- Written request:
Nothing in the records may be left out or altered; reproduce them all exactly.

- Excerpted data:
########

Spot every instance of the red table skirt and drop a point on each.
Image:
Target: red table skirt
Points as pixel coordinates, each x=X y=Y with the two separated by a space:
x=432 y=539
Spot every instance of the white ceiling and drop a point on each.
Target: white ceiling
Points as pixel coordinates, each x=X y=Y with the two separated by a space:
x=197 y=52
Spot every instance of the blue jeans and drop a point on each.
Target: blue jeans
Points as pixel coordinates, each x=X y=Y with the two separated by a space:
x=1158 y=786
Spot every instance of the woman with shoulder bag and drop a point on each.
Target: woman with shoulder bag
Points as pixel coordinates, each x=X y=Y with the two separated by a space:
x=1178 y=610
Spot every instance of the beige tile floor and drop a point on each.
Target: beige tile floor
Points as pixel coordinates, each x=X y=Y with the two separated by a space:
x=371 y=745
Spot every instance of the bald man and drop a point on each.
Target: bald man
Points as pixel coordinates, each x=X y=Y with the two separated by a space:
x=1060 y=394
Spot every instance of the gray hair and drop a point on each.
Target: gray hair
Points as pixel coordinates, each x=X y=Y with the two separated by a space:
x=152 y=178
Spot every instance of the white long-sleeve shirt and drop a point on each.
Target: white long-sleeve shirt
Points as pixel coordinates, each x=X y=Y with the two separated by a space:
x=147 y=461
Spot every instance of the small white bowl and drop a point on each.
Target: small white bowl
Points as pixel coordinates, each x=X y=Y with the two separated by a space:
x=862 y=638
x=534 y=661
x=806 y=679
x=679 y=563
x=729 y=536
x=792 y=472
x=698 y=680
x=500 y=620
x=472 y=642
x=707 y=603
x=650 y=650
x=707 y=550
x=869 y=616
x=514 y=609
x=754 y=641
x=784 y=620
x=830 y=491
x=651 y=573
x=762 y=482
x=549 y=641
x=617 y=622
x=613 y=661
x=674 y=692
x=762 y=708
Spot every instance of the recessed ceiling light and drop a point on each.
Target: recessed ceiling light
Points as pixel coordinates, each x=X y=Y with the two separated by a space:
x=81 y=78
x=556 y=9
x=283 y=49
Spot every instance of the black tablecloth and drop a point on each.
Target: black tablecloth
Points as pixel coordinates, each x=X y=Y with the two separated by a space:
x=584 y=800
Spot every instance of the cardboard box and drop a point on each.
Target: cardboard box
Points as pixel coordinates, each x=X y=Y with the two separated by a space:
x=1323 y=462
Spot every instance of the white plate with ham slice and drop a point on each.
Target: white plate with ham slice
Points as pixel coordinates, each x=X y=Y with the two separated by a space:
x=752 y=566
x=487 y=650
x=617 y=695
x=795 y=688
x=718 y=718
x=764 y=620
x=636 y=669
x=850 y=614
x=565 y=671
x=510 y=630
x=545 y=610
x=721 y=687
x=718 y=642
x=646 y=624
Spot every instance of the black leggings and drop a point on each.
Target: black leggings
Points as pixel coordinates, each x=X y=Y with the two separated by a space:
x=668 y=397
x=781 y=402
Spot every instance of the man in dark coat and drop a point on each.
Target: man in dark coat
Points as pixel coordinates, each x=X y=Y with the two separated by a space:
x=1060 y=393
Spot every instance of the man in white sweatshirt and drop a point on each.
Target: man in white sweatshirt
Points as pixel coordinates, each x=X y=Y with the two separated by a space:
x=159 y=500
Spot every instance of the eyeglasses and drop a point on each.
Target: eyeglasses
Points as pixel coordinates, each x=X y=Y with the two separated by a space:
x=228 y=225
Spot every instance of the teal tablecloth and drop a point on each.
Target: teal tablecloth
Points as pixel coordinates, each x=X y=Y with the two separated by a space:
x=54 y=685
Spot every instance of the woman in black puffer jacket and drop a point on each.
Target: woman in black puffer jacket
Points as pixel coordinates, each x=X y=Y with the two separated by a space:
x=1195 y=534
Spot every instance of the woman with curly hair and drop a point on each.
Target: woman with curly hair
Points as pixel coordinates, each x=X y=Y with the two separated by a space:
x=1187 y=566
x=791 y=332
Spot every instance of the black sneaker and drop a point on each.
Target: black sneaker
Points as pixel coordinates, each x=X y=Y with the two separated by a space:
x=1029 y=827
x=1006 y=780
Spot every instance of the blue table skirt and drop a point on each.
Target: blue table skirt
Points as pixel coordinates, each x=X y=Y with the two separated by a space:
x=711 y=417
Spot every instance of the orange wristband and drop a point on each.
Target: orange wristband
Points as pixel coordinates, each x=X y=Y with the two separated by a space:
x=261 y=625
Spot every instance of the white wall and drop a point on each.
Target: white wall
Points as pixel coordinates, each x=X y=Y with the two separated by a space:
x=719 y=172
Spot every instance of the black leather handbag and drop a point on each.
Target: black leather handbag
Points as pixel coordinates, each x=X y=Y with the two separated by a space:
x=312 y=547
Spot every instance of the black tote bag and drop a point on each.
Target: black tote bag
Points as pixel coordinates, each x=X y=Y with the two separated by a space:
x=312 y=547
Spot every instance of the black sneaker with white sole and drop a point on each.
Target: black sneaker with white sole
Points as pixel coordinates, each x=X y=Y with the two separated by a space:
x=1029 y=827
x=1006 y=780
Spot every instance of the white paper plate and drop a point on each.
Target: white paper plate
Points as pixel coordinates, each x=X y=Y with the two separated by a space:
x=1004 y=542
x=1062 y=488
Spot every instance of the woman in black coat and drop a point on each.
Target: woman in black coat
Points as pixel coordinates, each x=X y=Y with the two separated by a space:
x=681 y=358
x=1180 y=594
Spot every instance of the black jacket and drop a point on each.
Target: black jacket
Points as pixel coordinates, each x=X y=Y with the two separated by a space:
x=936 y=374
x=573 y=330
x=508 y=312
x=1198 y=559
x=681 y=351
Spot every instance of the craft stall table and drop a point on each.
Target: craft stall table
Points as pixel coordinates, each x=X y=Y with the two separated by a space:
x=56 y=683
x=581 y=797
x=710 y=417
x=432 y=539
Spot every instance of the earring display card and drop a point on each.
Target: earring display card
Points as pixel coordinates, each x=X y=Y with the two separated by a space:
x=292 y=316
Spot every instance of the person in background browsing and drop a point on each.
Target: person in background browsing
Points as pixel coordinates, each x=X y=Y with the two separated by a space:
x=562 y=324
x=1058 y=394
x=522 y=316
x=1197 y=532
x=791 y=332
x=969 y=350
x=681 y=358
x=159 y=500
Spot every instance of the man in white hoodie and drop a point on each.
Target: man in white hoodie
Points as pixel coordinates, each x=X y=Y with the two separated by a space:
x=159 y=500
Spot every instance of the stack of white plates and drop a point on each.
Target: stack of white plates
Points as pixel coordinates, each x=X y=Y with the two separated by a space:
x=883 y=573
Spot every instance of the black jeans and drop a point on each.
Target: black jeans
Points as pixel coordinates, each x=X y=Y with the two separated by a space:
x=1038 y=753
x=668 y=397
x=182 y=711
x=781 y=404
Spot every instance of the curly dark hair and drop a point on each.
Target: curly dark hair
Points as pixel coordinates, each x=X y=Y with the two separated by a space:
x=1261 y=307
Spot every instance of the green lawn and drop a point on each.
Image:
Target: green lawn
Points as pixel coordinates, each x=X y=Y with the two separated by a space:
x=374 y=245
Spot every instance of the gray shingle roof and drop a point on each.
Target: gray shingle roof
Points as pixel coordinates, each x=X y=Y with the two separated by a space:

########

- Problem solution:
Spot every instance of the red table skirt and drop a point on each.
Image:
Target: red table skirt
Points as pixel coordinates, each x=X y=Y with the two separated by a space:
x=432 y=539
Spot every instance of the white ceiling and drop a point on each.
Target: white ceiling
Points as pixel coordinates, each x=X y=Y with the two separated by a space:
x=197 y=52
Spot every instance of the blue jeans and drop a point on each.
Target: blue jeans
Points as pixel coordinates, each x=X y=Y with the two separated by a space:
x=1158 y=786
Spot every instance of the woman with shoulder bag and drop a point on each.
Target: woman with shoulder bag
Points as pixel coordinates, each x=X y=Y with the two separated by a space:
x=1178 y=610
Spot every instance of the beige tile floor and drop a point on each.
Target: beige tile floor
Points as pixel coordinates, each x=X y=Y with the two separated by a space:
x=371 y=745
Spot every instance of the bald man and drop a point on each.
Target: bald man
Points as pixel coordinates, each x=X y=Y with the two separated by a space:
x=1060 y=394
Spot every instance of the gray hair and drop a point on each.
Target: gray hair
Points as pixel coordinates, each x=X y=Y with the two separated by a space:
x=152 y=178
Spot every instance of the white long-sleeve shirt and drop a point on each.
Target: white long-sleeve shirt
Points as pixel coordinates, each x=X y=Y with the two separated by a space:
x=147 y=461
Spot every instance of the small white bowl and drop a point on each.
Target: small white bowl
Points as pixel coordinates, each x=X y=Y with the two separated by a space:
x=862 y=638
x=534 y=661
x=806 y=679
x=679 y=563
x=729 y=536
x=792 y=472
x=698 y=680
x=500 y=620
x=472 y=642
x=707 y=603
x=650 y=650
x=707 y=550
x=869 y=616
x=514 y=609
x=754 y=641
x=784 y=620
x=830 y=491
x=651 y=573
x=762 y=482
x=549 y=641
x=617 y=622
x=613 y=661
x=674 y=692
x=762 y=708
Spot every instance of the recessed ceiling light and drop a point on each.
Target: recessed ceiling light
Points as pixel coordinates, each x=X y=Y with the two separated by a space:
x=81 y=78
x=556 y=9
x=283 y=49
Spot every instance of the black tablecloth and drop a point on each.
Target: black tablecloth
Points as pixel coordinates, each x=X y=Y with the two separated by a space:
x=584 y=800
Spot every instance of the cardboard box and drop a point on each.
Target: cardboard box
Points as pixel coordinates, each x=X y=Y with the two separated by a space:
x=1323 y=462
Spot every instance of the white plate with ham slice and drop a point on each.
Target: white plate with ham slice
Points as pixel coordinates, each x=X y=Y with the two separated by a space:
x=752 y=566
x=487 y=650
x=617 y=695
x=795 y=688
x=718 y=718
x=764 y=620
x=636 y=669
x=850 y=614
x=565 y=671
x=510 y=630
x=545 y=610
x=721 y=687
x=718 y=642
x=646 y=624
Spot every instance of the black leggings and drop a point on each.
Target: black leggings
Points as pixel coordinates, each x=X y=Y with the two separated by a space:
x=668 y=397
x=781 y=402
Spot every instance of the man in dark coat and drop a point on each.
Target: man in dark coat
Points as pixel coordinates, each x=X y=Y with the two separated by a space:
x=1060 y=393
Spot every instance of the man in white sweatshirt and drop a point on each.
Target: man in white sweatshirt
Points as pixel coordinates, each x=X y=Y with the two separated by a space:
x=159 y=500
Spot every instance of the eyeglasses and drop a point on each.
Target: eyeglasses
Points as pixel coordinates, each x=X y=Y with the two separated by a space:
x=228 y=225
Spot every instance of the teal tablecloth and drop a point on each.
Target: teal tablecloth
Points as pixel coordinates, each x=X y=Y with the two separated by a space:
x=54 y=685
Spot every instance of the woman in black puffer jacket and drop a point on each.
Target: woman in black puffer jacket
Points as pixel coordinates, each x=X y=Y with the two separated by a space:
x=1195 y=534
Spot every instance of the woman with curly hair and drop a point on each.
Target: woman with curly hair
Points as pixel coordinates, each x=X y=Y with the two separated by a space:
x=1187 y=566
x=791 y=332
Spot every instance of the black sneaker and drop a point on each.
Target: black sneaker
Points as pixel coordinates, each x=X y=Y with the two separated by a space:
x=1029 y=827
x=1006 y=780
Spot every instance of the blue table skirt and drop a point on each.
Target: blue table skirt
Points as pixel coordinates, each x=X y=Y with the two separated by a space:
x=711 y=417
Spot every instance of the orange wristband and drop a point on each.
Target: orange wristband
Points as pixel coordinates, each x=X y=Y with the two separated by a space:
x=261 y=625
Spot every instance of the white wall and drop a point on each.
Target: white wall
Points as pixel coordinates, each x=X y=Y with the two separated by a space:
x=719 y=172
Spot every instance of the black leather handbag and drop a point on each.
Target: black leather handbag
Points as pixel coordinates, each x=X y=Y with the two separated by a space:
x=312 y=547
Spot every instance of the black tote bag and drop a point on each.
Target: black tote bag
Points as pixel coordinates, each x=X y=Y with the two separated by a space:
x=312 y=547
Spot every instance of the black sneaker with white sole and drop a point on each.
Target: black sneaker with white sole
Points as pixel coordinates, each x=X y=Y with the two separated by a space:
x=1029 y=827
x=1006 y=780
Spot every instance of the white paper plate and drop a point on each.
Target: white paper plate
Points as pixel coordinates, each x=X y=Y with the two separated by a space:
x=1004 y=542
x=1062 y=488
Spot every instance of the woman in black coat and drop a point on each.
Target: woman in black coat
Points as pixel coordinates, each x=X y=Y with the two separated by a space:
x=681 y=358
x=1180 y=594
Spot every instance of the black jacket and drop a point on each.
Target: black jacket
Points as pixel coordinates, each x=X y=Y with the two separated by a space:
x=936 y=374
x=573 y=330
x=508 y=312
x=1198 y=559
x=681 y=351
Spot every instance of the craft stall table and drop a point on each.
Target: craft stall table
Points as pixel coordinates, each x=X y=Y with the two separated by a space:
x=56 y=683
x=581 y=797
x=710 y=417
x=432 y=539
Spot every instance of the earring display card and drop a point on each.
Target: earring display card
Points as pixel coordinates, each x=X y=Y with the two separated by a space:
x=292 y=316
Spot every instance of the person in background browsing and drop a point on each.
Target: person in background browsing
Points as pixel coordinates, each x=X y=Y with the two separated by a space:
x=562 y=324
x=1058 y=394
x=522 y=316
x=1197 y=532
x=791 y=332
x=969 y=350
x=681 y=358
x=159 y=500
Spot every instance of the man in white hoodie and drop a point on each.
Target: man in white hoodie
Points as pixel coordinates, each x=X y=Y with the two separated by a space:
x=159 y=500
Spot every instance of the stack of white plates and drop a point on each.
Target: stack of white plates
Points as pixel coordinates, each x=X y=Y with the two separated by a space:
x=883 y=573
Spot every instance of the black jeans and drop a point on each.
Target: black jeans
Points as pixel coordinates, each x=X y=Y with the two separated by a space:
x=1038 y=753
x=668 y=397
x=182 y=711
x=781 y=404
Spot every instance of the curly dark hair and drop a point on each.
Target: curly dark hair
Points as pixel coordinates, each x=X y=Y with the two separated by a space:
x=1261 y=307
Spot every instance of the green lawn and drop a point on each.
Image:
Target: green lawn
Points as pixel coordinates, each x=X y=Y with the two separated by a space:
x=374 y=245
Spot every instance of the gray shingle roof and drop a point on each.
Target: gray shingle roof
Points as pixel coordinates, each x=X y=Y with the two separated by a space:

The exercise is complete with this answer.